### Supplied data
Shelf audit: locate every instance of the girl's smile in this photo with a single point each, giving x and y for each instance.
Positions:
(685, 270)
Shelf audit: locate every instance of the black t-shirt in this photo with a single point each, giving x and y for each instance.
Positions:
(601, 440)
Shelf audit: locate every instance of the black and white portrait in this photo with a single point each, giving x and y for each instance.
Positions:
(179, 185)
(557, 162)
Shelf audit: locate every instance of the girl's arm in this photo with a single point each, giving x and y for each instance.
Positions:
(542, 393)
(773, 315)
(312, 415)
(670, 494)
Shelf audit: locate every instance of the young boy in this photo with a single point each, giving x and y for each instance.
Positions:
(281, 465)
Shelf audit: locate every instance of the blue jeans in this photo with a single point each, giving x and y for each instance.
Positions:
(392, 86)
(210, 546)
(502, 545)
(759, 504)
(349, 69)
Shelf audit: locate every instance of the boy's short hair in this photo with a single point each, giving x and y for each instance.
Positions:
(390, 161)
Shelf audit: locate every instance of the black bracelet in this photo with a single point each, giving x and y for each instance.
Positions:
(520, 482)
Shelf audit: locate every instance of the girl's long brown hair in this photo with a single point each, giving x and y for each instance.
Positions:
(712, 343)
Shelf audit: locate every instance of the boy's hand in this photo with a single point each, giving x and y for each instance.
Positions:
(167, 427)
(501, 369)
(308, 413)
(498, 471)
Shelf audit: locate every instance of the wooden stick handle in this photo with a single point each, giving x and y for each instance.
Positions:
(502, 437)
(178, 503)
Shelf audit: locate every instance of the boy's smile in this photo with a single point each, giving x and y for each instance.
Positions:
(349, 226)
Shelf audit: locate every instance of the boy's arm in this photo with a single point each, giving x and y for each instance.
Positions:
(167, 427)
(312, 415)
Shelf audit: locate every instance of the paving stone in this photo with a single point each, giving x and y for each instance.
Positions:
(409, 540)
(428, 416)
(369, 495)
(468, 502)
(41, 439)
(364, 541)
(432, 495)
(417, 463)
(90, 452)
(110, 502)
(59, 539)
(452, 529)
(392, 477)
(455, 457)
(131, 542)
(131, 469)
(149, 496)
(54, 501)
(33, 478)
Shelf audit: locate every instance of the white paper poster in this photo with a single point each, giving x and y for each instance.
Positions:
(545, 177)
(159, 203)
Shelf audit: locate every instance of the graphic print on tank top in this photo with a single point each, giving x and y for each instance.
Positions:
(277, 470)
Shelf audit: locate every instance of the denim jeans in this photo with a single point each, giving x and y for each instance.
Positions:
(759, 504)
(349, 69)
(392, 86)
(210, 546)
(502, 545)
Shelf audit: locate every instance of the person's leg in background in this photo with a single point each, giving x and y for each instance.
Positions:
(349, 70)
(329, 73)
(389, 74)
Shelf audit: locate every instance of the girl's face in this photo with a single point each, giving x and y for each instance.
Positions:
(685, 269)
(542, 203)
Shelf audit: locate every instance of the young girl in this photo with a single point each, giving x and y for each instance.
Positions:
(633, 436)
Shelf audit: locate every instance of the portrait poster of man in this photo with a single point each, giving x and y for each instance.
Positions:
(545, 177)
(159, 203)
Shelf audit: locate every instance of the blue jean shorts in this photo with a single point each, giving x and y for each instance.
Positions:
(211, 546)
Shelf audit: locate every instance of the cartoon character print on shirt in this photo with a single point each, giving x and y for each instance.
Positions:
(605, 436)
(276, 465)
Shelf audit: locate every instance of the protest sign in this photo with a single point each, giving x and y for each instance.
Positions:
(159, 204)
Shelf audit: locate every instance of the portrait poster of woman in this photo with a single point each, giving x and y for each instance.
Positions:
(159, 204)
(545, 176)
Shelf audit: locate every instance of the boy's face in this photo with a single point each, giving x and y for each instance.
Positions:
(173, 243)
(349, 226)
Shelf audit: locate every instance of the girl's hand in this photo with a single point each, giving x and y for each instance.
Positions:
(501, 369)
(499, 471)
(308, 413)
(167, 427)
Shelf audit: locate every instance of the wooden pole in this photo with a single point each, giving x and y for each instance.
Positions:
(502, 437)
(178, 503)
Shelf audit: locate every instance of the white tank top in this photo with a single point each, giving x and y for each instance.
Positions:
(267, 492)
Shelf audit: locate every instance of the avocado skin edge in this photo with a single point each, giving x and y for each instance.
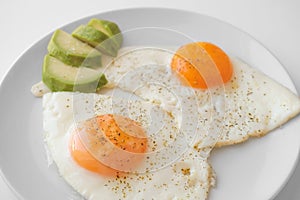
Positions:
(68, 58)
(111, 28)
(56, 85)
(97, 39)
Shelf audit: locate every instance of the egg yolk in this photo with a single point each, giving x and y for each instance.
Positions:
(202, 65)
(111, 139)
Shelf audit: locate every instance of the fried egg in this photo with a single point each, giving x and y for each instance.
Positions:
(167, 167)
(248, 104)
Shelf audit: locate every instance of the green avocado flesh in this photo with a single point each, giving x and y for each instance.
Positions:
(72, 51)
(97, 39)
(59, 76)
(109, 28)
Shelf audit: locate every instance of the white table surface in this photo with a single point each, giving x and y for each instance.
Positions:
(275, 23)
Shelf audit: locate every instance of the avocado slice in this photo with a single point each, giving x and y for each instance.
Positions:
(109, 28)
(97, 39)
(61, 77)
(72, 51)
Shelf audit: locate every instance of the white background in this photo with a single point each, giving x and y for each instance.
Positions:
(274, 23)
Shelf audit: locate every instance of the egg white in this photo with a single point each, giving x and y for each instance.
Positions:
(250, 104)
(188, 177)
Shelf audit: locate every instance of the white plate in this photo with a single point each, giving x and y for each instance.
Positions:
(257, 169)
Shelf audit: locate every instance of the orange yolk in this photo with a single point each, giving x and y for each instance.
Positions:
(115, 137)
(202, 65)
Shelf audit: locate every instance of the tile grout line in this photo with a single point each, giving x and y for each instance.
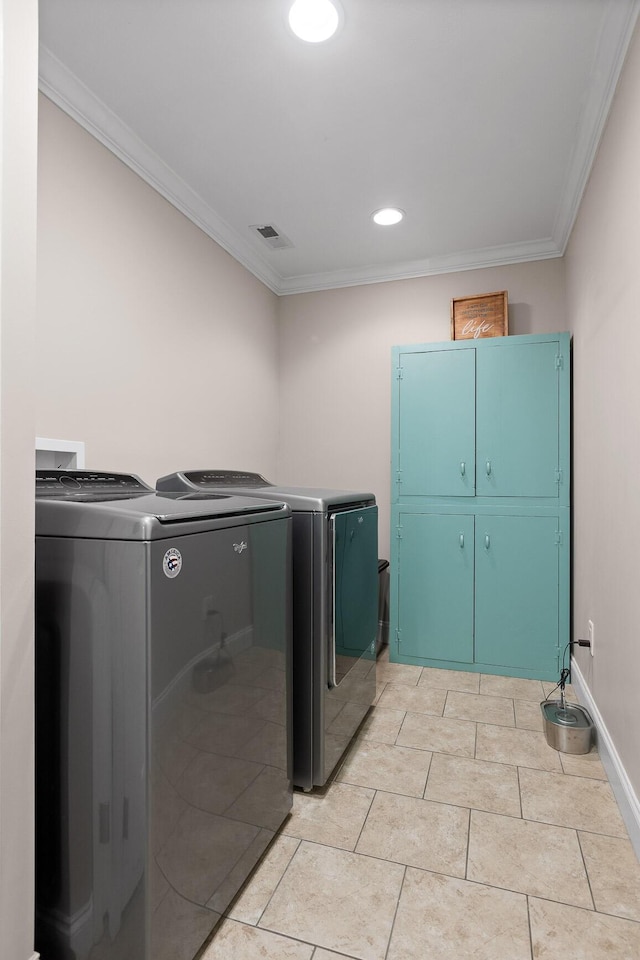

### Instructions to follow
In the listing above, each line with the word "wooden" is to be copied out.

### Result below
Shelf audit: locate every instance of the wooden stick handle in this photo with a single point each, giving x and y for each instance.
Shelf audit: locate every instance of the wooden pole in this photo with a single point each, giving x and y for each instance.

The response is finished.